**Task**: Two lines mark the range in the entries below: the one holding "wanted | a marker on every instance of the white tower" and the one holding "wanted | a marker on every instance of the ocean". Set down those two and all lines between them, exactly.

☆ ☆ ☆ ☆ ☆ ☆ ☆

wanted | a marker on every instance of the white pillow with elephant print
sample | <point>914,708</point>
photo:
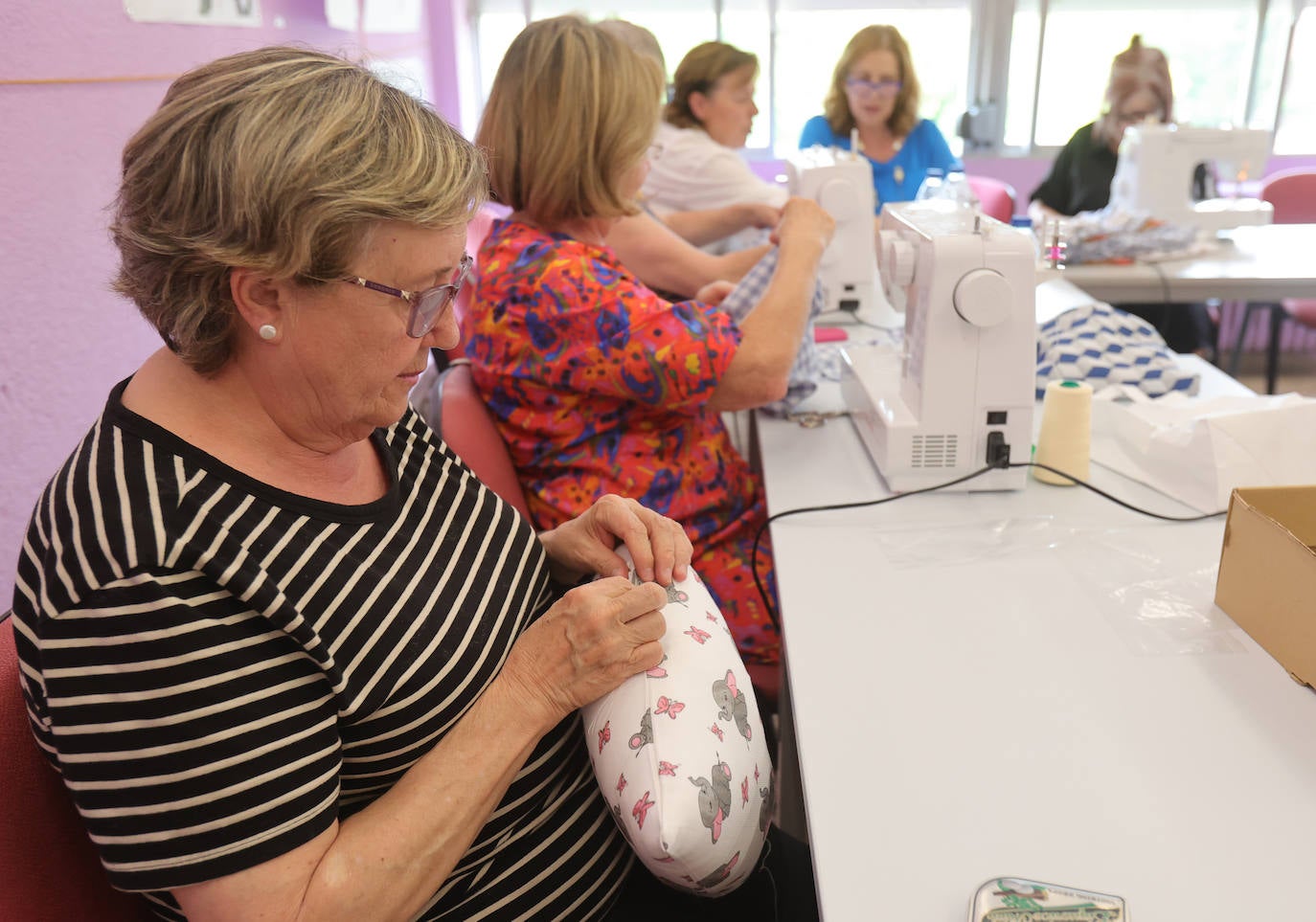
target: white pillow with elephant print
<point>681,756</point>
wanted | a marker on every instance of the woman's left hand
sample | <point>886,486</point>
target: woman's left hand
<point>715,292</point>
<point>584,545</point>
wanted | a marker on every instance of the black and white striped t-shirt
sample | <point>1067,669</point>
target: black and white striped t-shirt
<point>218,668</point>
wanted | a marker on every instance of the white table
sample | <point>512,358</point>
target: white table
<point>1262,263</point>
<point>1031,685</point>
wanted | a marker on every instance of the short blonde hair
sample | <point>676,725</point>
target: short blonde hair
<point>702,67</point>
<point>277,159</point>
<point>637,37</point>
<point>1133,70</point>
<point>570,112</point>
<point>836,106</point>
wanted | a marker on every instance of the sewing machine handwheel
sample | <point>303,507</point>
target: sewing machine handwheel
<point>984,298</point>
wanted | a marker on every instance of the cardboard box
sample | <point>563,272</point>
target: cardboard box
<point>1267,573</point>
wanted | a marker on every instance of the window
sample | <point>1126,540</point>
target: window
<point>1045,62</point>
<point>1224,66</point>
<point>1295,129</point>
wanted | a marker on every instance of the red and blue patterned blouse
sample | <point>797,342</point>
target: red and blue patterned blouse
<point>601,386</point>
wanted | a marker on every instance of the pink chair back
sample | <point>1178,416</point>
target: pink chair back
<point>49,869</point>
<point>995,197</point>
<point>1292,192</point>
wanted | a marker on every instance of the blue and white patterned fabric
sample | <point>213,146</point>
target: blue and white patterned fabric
<point>1105,346</point>
<point>806,370</point>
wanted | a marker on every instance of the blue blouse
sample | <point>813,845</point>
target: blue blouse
<point>899,178</point>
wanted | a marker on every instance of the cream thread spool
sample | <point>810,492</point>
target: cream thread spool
<point>1065,439</point>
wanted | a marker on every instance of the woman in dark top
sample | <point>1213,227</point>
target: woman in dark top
<point>1079,180</point>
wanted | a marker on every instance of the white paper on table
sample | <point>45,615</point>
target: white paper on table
<point>1196,451</point>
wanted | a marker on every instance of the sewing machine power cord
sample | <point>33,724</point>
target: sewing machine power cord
<point>771,609</point>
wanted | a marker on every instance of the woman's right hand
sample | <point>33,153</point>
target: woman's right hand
<point>805,222</point>
<point>591,641</point>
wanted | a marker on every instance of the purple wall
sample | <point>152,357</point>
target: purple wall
<point>66,340</point>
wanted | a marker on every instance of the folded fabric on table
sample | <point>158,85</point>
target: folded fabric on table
<point>1105,346</point>
<point>1118,236</point>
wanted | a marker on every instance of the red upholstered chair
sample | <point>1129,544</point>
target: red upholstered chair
<point>466,425</point>
<point>1292,192</point>
<point>49,869</point>
<point>995,197</point>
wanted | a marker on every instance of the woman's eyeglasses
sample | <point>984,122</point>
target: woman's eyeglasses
<point>879,87</point>
<point>428,304</point>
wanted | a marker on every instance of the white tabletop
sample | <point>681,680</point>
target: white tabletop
<point>1030,685</point>
<point>1262,263</point>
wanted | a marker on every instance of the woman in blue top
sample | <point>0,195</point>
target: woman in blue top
<point>875,91</point>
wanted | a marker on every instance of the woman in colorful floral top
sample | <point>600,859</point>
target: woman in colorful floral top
<point>599,384</point>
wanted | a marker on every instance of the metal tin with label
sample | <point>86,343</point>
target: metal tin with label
<point>1020,900</point>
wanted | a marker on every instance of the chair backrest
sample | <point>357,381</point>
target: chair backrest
<point>995,197</point>
<point>49,869</point>
<point>1292,192</point>
<point>450,404</point>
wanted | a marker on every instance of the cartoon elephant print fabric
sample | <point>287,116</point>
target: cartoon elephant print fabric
<point>681,755</point>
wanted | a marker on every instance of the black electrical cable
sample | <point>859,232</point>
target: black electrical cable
<point>767,602</point>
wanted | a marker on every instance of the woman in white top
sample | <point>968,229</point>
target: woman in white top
<point>696,164</point>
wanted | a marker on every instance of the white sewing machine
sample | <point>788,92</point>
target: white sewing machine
<point>960,393</point>
<point>841,183</point>
<point>1158,165</point>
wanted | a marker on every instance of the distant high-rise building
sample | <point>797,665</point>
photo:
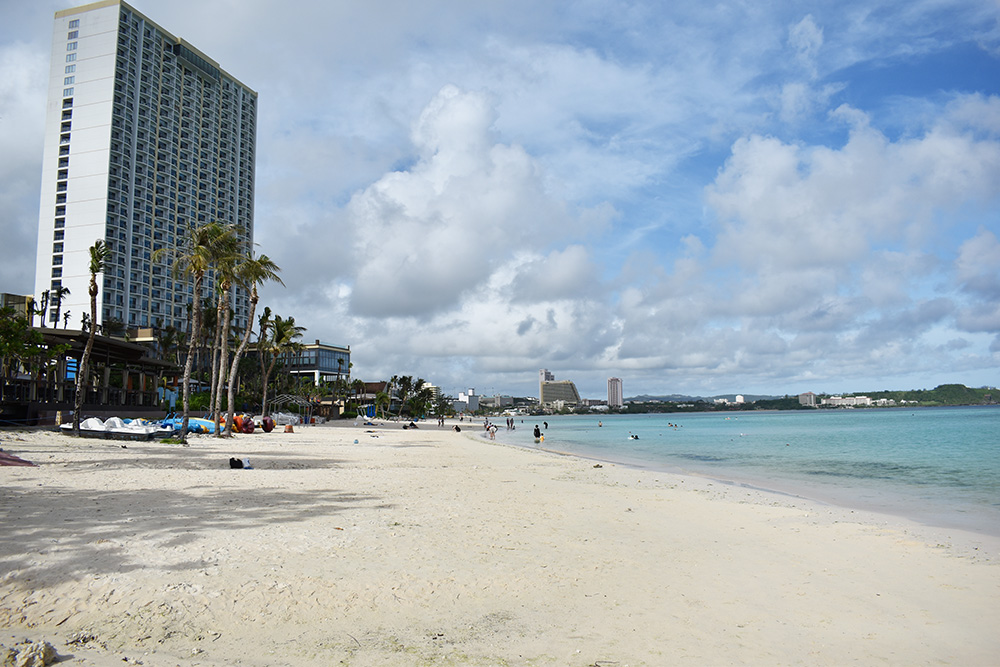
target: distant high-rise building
<point>145,138</point>
<point>615,399</point>
<point>544,376</point>
<point>562,392</point>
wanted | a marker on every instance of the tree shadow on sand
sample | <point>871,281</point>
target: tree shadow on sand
<point>54,534</point>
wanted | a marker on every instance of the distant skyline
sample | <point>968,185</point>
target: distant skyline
<point>698,199</point>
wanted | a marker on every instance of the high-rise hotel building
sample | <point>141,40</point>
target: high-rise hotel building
<point>615,398</point>
<point>145,137</point>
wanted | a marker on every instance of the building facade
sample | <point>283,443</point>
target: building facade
<point>559,393</point>
<point>145,138</point>
<point>615,396</point>
<point>319,362</point>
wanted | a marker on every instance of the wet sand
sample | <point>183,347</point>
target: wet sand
<point>427,547</point>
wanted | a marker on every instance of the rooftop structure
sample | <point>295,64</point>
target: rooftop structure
<point>320,361</point>
<point>615,399</point>
<point>562,391</point>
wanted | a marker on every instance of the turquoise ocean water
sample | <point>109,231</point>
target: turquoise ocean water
<point>940,466</point>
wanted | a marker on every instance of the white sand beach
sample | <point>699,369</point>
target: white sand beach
<point>430,547</point>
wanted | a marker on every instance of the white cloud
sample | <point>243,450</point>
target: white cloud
<point>23,70</point>
<point>806,39</point>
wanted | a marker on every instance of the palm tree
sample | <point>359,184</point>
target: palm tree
<point>99,254</point>
<point>284,335</point>
<point>405,385</point>
<point>220,348</point>
<point>202,247</point>
<point>249,273</point>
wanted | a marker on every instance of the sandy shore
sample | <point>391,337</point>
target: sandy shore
<point>431,547</point>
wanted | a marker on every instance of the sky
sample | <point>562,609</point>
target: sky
<point>698,198</point>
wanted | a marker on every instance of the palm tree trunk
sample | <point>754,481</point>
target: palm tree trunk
<point>195,336</point>
<point>236,360</point>
<point>223,362</point>
<point>267,377</point>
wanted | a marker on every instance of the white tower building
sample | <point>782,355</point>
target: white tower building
<point>615,398</point>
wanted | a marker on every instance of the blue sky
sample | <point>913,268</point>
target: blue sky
<point>727,198</point>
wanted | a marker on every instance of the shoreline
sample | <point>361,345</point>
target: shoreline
<point>433,547</point>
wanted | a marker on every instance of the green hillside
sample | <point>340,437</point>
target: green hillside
<point>945,394</point>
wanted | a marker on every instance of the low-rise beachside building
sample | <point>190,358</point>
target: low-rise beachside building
<point>469,399</point>
<point>18,302</point>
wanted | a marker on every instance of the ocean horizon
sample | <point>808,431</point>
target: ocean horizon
<point>938,466</point>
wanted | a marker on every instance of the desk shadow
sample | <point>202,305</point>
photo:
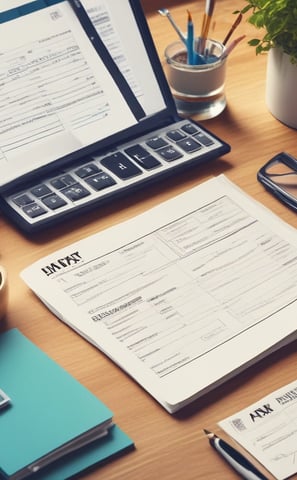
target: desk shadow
<point>236,383</point>
<point>226,118</point>
<point>92,217</point>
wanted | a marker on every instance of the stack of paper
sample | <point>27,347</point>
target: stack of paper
<point>53,427</point>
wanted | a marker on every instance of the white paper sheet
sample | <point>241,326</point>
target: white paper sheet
<point>182,296</point>
<point>268,430</point>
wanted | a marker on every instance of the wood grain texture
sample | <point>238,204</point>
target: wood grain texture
<point>167,447</point>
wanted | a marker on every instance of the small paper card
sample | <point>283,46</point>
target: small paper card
<point>268,430</point>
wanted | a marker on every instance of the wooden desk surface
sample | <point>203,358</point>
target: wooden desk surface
<point>167,447</point>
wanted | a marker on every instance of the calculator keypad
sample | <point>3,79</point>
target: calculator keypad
<point>123,167</point>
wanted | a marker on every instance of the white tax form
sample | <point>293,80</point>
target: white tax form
<point>57,95</point>
<point>183,295</point>
<point>268,430</point>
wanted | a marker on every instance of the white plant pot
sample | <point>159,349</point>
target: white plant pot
<point>281,83</point>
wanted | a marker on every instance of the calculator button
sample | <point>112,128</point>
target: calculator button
<point>156,142</point>
<point>121,166</point>
<point>54,201</point>
<point>22,200</point>
<point>190,129</point>
<point>57,183</point>
<point>67,180</point>
<point>100,181</point>
<point>87,170</point>
<point>169,154</point>
<point>175,135</point>
<point>204,139</point>
<point>75,192</point>
<point>189,145</point>
<point>40,190</point>
<point>34,210</point>
<point>142,157</point>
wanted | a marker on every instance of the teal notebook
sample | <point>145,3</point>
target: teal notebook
<point>53,426</point>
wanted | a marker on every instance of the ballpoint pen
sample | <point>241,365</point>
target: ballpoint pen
<point>233,27</point>
<point>190,40</point>
<point>232,46</point>
<point>165,13</point>
<point>209,8</point>
<point>234,458</point>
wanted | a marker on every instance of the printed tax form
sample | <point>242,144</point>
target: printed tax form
<point>183,296</point>
<point>268,430</point>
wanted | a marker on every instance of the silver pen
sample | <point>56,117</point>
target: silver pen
<point>234,458</point>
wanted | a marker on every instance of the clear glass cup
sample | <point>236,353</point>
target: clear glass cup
<point>197,89</point>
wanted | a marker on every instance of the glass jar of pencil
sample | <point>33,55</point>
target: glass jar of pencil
<point>197,82</point>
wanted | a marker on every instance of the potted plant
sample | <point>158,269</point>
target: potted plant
<point>278,20</point>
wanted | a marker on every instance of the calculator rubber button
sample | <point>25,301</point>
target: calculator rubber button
<point>34,210</point>
<point>75,192</point>
<point>54,201</point>
<point>100,181</point>
<point>121,166</point>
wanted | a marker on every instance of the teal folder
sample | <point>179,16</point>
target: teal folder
<point>49,410</point>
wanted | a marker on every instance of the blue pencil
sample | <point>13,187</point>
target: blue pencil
<point>190,40</point>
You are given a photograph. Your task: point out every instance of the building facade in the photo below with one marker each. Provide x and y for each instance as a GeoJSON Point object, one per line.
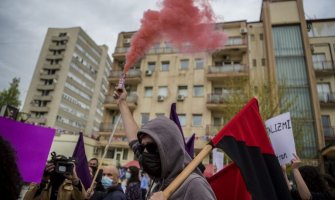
{"type": "Point", "coordinates": [69, 83]}
{"type": "Point", "coordinates": [282, 50]}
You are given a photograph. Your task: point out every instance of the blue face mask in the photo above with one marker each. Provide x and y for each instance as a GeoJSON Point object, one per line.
{"type": "Point", "coordinates": [106, 182]}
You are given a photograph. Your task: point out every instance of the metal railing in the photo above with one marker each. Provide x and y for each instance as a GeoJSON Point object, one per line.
{"type": "Point", "coordinates": [227, 68]}
{"type": "Point", "coordinates": [326, 97]}
{"type": "Point", "coordinates": [324, 66]}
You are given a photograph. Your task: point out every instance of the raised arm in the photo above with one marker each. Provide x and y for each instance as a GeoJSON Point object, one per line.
{"type": "Point", "coordinates": [129, 123]}
{"type": "Point", "coordinates": [302, 188]}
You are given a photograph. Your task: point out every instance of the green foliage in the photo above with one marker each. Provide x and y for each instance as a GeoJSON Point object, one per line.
{"type": "Point", "coordinates": [11, 95]}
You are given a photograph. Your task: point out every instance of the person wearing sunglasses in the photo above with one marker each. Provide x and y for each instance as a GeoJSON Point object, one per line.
{"type": "Point", "coordinates": [160, 149]}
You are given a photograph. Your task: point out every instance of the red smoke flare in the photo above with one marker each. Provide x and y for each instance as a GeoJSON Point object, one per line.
{"type": "Point", "coordinates": [179, 22]}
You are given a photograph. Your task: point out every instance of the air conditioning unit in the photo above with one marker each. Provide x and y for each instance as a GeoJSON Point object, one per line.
{"type": "Point", "coordinates": [243, 31]}
{"type": "Point", "coordinates": [180, 97]}
{"type": "Point", "coordinates": [148, 72]}
{"type": "Point", "coordinates": [160, 98]}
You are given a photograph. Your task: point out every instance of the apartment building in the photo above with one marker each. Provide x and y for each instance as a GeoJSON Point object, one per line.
{"type": "Point", "coordinates": [69, 83]}
{"type": "Point", "coordinates": [281, 50]}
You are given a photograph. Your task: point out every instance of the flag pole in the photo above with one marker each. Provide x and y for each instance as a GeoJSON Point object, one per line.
{"type": "Point", "coordinates": [187, 171]}
{"type": "Point", "coordinates": [105, 151]}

☆ ☆ ☆ ☆ ☆ ☆ ☆

**Answer to this task**:
wanted | a marker on every instance of the white tower building
sample | <point>782,355</point>
target: white tower building
<point>615,398</point>
wanted | a marker on every instance of the blue sky
sample | <point>913,268</point>
target: blue sky
<point>727,198</point>
wanted | a marker on every instance of the shoreline
sample | <point>361,345</point>
target: shoreline
<point>433,547</point>
wanted | a marker on every instance of the green hillside
sample | <point>340,437</point>
target: green hillside
<point>945,394</point>
wanted | a marker on every instance of the low-rise beachside building
sample | <point>190,358</point>
target: low-rise beachside building
<point>469,399</point>
<point>18,302</point>
wanted | a marker on every instance of the ocean horizon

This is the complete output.